### Data excerpts
>>

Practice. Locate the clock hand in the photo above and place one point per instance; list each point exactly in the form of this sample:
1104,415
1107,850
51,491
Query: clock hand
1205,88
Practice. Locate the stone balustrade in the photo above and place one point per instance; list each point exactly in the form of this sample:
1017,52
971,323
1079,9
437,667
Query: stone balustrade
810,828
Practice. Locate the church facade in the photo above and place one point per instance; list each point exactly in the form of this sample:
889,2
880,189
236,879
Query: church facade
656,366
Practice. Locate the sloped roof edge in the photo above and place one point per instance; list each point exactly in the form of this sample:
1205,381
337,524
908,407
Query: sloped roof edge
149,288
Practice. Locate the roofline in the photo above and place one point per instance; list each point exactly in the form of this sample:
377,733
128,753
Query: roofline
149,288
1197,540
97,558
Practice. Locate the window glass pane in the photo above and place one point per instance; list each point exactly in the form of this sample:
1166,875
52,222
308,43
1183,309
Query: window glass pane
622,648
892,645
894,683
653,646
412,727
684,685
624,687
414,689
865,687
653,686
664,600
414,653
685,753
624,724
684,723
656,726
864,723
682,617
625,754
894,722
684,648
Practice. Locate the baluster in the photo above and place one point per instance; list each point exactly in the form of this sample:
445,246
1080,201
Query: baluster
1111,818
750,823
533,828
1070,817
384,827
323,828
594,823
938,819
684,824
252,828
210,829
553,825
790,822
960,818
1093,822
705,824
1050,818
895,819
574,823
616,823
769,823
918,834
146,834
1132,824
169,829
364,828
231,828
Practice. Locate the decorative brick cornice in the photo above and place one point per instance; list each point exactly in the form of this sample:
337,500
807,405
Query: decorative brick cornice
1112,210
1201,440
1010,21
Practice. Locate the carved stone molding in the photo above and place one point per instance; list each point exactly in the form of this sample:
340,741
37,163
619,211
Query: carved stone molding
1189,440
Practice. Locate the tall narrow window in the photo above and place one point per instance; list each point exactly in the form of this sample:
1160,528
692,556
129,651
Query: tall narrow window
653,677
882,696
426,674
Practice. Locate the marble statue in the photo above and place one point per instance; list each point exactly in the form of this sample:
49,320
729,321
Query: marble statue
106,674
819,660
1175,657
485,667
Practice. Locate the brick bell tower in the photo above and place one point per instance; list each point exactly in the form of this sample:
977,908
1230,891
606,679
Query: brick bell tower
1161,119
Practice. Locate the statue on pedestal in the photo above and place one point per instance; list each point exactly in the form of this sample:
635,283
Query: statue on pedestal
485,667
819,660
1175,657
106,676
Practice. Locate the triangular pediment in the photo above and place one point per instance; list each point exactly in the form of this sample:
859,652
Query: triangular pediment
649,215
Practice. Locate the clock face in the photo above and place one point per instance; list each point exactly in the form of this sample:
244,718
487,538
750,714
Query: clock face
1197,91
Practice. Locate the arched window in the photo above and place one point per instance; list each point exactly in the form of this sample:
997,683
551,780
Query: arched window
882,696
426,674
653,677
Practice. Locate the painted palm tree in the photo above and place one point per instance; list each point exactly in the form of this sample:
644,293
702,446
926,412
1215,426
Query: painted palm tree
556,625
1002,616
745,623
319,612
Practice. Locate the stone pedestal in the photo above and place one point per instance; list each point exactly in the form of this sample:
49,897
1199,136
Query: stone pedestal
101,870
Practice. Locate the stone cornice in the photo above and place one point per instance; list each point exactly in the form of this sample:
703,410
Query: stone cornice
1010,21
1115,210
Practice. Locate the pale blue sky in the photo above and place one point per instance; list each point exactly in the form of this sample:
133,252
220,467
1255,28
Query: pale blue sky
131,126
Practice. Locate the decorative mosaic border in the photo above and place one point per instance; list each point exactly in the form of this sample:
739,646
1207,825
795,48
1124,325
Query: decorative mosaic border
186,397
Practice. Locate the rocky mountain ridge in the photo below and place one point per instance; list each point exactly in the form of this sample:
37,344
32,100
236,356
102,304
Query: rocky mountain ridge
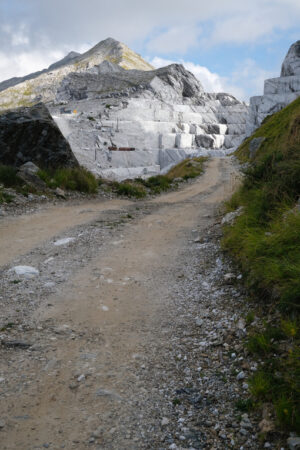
123,118
278,92
42,85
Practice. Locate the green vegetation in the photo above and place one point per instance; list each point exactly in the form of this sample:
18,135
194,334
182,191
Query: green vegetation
130,189
5,198
265,242
190,168
9,177
73,179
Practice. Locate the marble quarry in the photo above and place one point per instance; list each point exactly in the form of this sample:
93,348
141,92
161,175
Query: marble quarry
278,92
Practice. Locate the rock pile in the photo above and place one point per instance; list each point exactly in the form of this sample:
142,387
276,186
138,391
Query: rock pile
31,135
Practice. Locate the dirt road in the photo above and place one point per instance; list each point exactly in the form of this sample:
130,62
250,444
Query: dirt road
97,317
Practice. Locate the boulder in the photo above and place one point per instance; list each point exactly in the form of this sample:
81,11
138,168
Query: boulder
28,173
254,145
30,135
204,140
291,63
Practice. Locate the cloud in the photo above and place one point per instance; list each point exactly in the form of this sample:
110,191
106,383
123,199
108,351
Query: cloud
211,82
177,39
250,76
35,33
24,63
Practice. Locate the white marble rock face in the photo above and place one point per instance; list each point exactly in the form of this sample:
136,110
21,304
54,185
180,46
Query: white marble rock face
109,99
164,115
278,92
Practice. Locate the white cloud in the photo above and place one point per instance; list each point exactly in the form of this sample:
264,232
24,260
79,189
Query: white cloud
23,63
211,82
250,76
177,39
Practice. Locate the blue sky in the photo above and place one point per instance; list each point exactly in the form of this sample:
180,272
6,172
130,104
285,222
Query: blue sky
230,46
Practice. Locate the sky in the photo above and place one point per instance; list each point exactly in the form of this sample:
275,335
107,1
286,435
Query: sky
231,46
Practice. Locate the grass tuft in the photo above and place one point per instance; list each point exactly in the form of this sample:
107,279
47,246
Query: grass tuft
73,179
265,242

<<

### Required work
The records above need to be copied exactly, with the pictures left out.

### Answer for the task
Practice. Locate the clock hand in the photo above and place one point per instance; list each point exactly in the form of this sample:
1104,415
1107,850
51,491
Query: clock hand
1205,88
Practice. Locate the stone balustrade in the photo above and place one point per instance; list each point exactly in the form of this sample:
1017,52
971,323
1079,9
437,667
Query: stone balustrade
810,828
Practice. Locate the church facade in the photo above and place one point per instance; list each point exactly in the form of this sample:
889,2
880,189
236,879
Query: church facade
656,366
Practice. Locate the sloped roof edge in the photo above and place one point per instance; list each point exactly in the form of this sample:
1205,381
337,524
908,407
Query: sloped roof edge
149,288
Practice. Locate the roofline in the photo above and place one point per instance; list each point exactly in the form of this sample:
377,733
128,753
Query: roofline
149,288
1197,540
97,558
Practice. Locate the window glass pane in the photo above and place one point per instance; list each point exactly in the form of this sample:
1166,875
52,222
308,43
1183,309
Query: window glass pane
622,648
892,645
894,683
653,646
412,727
684,685
624,687
414,689
865,687
653,686
664,600
414,653
685,753
624,724
684,723
656,726
864,723
682,617
625,754
894,722
684,648
Practice. Locate the baluster in the photo above and place one point per instance; list each point exactly in the form of this sample:
445,246
1080,201
Query: baluster
1111,818
750,823
533,828
1070,817
384,827
323,828
594,823
938,819
684,824
252,828
210,829
553,825
790,822
960,818
1093,822
705,824
1050,818
895,819
574,823
616,823
769,823
918,834
146,834
1132,824
169,829
364,828
231,828
Practice. Locate the decorative brick cornice in the photo above and place one point per instance; list each point exactly in the form of this sample:
337,500
807,405
Query: decorative brick cornice
1112,210
1201,440
1010,21
Practice. Locate the carved stone molding in the photo above and place one point per instance; list each point exactly in the form of this sample:
340,741
37,163
619,211
Query: carved stone molding
1189,440
Practice. Locate the tall narrow window in the photo above and place one point per instance; list each point exactly in the form of this sample:
1160,528
692,556
129,651
Query: tall narrow window
653,677
882,696
426,674
Practice. Locate the marble statue in the photo above and place one point per instance; list each point exactly in the form of this sample:
49,320
729,321
Query: marble statue
106,674
819,660
1175,657
485,667
Practice. Locate the brick bell tower in the photo above and place one point per instance; list each point exactly in the form of this sample:
977,908
1230,891
606,679
Query: brick bell tower
1161,119
Practice. Locate the statue on pedestal in the photo above and place one point per instance; list each point exactly in the form of this sample:
635,283
Query: statue on pedestal
485,667
819,660
1175,657
106,676
Practice. Locate the triangular pediment in the photo above and place one point per instance; list each point exactly in the form of this sample:
859,652
Query: triangular pediment
649,215
Practice. Locate the clock face in the photo above and place one point per instance; list each point exactly in the form of this sample:
244,718
487,538
750,714
Query: clock face
1197,91
Practice. Locate the arched window in the photo above and place one point per instance; list each point exactly in the form of this sample:
997,683
551,780
Query: arched window
882,696
426,674
653,677
Practice. Locate the painted palm tree in the photo above and place one point per instance; list each point exactly in the form of this sample:
644,293
702,446
926,412
1215,426
Query: painted palm tree
556,625
1002,616
745,623
319,612
Practice. Locate the stone pedestal in the photo above and place one point per instance; list each point exactly in the form of this sample:
49,897
1199,136
Query: stone pedestal
101,870
Practice. Locate the stone cornice in the photo above and place one point per instance; list each point exactly in the form of this sample:
703,410
Query: stone cornice
1010,21
1115,210
Practice. Locate the pale blue sky in the photo above and place one point per instance; list each point exactly in the form of this sample:
133,252
220,467
1255,28
Query: pale blue sky
131,126
Practice. Locate the decorative mosaic border in the photo above and place one point per instance; list each point exactly in the form of this sample:
739,646
1207,825
795,48
1124,325
Query: decorative mosaic border
186,397
Practice. Locate the rocky mountain ridge in the photo below and place one point per instance; list each point exactly in the form of this sample:
37,344
32,100
236,356
102,304
Query: rocky mountain ridge
123,118
278,92
42,85
Practice. Locate the green vegetation in the photo above and place one point per instance; list each point exactly in the form of this sample:
18,135
194,334
182,191
Query: green vegetation
130,189
5,198
265,242
190,168
9,177
73,179
Practice. Locate the marble quarry in the photo above and place one point per instance; list each point exactly in the form of this sample:
93,348
141,92
161,175
Query: marble quarry
278,92
Practice. Locate the rock pile in the photo above and place one point per instance; list each point exactly in the form of this sample:
142,387
276,186
138,391
Query: rock pile
31,135
Practice. Locate the dirt road in the photo above and place one point per instance; list each point exactly in the form of this sample:
130,62
250,444
Query: dirt road
97,317
Practice. Locate the boulder in the photo above and place one point per instance; list each point exactly in the form of this sample:
81,11
138,168
Query: boulder
28,173
254,145
30,135
204,140
291,63
Practice. Locate the cloud in the photo above and place one point per instance; list each point exactly in the form of this sample:
110,191
106,383
123,199
108,351
Query: cloud
211,82
177,39
250,76
35,33
24,63
Practice. Locate the white marble rock face in the photo above and place one point per instance; list each point exactly in the form of this sample:
136,110
21,304
54,185
180,46
Query: white marble rock face
109,99
164,115
278,92
Practice. Locate the white cloud in the photo above and place one point per instance; list each point exactly in the form of this sample:
264,232
24,260
79,189
Query: white cloud
23,63
211,82
250,76
177,39
Practice. Locate the blue sky in the photo above and place one point per instance; list each point exactly in the form of this sample:
180,272
6,172
130,104
285,222
Query: blue sky
230,46
Practice. Locate the sky in the photo above and place one point per instance; list each point exactly in the form of this sample:
275,335
107,1
286,435
Query: sky
231,46
Practice. Locate the grass tuft in the photo above and place one point per instance; list each point exactly in the form of this sample:
107,279
47,246
Query: grass tuft
73,179
265,242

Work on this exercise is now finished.